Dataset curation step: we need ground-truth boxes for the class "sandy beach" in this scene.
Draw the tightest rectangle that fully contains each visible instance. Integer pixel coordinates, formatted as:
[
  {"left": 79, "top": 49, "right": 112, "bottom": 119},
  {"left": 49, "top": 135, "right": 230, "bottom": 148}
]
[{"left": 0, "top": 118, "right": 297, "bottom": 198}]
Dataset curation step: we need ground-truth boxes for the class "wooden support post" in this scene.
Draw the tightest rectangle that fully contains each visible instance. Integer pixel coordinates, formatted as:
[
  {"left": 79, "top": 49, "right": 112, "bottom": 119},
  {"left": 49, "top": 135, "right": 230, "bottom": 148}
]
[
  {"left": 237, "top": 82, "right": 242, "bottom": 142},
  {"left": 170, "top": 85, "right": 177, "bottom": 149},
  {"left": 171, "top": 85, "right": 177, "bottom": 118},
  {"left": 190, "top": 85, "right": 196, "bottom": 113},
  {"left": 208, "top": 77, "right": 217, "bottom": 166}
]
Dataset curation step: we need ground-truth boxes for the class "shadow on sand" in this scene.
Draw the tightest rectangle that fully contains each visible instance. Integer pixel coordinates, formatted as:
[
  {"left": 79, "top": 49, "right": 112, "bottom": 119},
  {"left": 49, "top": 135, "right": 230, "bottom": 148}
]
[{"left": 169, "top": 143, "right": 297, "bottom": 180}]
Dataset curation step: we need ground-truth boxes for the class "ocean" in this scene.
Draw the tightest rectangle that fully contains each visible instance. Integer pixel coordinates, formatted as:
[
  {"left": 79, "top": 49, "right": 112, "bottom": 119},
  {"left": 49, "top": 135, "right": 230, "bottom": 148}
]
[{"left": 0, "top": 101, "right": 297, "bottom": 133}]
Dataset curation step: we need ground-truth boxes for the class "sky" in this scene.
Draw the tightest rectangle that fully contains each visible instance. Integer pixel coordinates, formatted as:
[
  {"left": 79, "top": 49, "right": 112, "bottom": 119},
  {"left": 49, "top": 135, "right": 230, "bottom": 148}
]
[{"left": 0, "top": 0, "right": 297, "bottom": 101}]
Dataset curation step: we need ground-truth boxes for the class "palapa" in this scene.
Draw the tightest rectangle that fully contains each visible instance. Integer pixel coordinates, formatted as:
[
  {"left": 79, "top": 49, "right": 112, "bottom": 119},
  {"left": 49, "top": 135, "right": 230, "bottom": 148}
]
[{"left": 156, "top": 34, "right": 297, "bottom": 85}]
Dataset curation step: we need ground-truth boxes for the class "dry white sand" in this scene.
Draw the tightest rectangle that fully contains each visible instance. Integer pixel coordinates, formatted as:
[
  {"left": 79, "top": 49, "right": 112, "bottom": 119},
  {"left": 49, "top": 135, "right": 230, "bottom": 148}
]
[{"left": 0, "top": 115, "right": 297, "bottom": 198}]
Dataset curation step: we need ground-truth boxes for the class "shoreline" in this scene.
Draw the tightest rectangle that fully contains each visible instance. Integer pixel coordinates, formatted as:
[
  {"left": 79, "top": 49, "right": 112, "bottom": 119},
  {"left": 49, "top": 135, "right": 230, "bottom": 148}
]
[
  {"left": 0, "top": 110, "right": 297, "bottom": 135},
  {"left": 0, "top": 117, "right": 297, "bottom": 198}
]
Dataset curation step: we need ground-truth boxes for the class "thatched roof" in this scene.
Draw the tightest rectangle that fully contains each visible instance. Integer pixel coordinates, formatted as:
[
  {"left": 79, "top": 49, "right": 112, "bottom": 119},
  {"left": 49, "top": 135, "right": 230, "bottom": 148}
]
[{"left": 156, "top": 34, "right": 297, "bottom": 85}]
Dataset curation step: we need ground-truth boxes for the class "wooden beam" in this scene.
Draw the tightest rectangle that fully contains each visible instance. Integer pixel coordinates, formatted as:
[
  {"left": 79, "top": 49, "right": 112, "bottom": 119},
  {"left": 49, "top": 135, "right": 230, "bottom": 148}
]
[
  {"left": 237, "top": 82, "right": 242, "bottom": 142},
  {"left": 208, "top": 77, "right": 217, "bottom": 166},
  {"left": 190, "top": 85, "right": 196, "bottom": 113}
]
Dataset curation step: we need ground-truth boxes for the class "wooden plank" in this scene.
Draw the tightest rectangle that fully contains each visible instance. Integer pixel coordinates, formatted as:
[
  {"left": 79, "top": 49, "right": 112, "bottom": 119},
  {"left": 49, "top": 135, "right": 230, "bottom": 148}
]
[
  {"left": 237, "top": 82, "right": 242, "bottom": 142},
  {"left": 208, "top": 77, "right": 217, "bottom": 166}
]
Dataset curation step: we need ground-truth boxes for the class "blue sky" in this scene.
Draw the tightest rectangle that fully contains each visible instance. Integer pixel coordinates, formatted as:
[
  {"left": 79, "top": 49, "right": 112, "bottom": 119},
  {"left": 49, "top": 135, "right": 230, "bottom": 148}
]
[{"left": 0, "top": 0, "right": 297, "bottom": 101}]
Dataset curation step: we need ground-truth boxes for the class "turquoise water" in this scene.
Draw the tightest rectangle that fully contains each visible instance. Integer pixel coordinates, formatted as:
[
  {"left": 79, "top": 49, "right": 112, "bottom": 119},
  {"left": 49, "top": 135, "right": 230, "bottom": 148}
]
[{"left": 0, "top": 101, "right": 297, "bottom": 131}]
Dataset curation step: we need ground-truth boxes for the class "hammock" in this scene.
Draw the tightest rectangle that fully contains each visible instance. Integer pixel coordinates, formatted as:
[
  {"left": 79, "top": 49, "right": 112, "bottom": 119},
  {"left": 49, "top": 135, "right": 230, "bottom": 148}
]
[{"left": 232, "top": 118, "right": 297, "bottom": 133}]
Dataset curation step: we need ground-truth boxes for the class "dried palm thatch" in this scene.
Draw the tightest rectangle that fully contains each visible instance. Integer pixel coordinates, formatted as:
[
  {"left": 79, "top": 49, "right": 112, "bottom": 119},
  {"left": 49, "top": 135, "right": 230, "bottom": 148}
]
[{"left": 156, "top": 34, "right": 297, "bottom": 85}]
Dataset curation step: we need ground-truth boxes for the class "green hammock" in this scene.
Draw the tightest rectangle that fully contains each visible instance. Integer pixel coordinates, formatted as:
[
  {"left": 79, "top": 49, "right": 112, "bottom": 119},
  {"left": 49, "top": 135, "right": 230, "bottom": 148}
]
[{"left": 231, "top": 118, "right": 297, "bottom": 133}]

+===+

§ **Given exercise**
Count the lines in the data above that contain the string "hammock", matching case exactly. Give only the number.

§ **Complete response**
2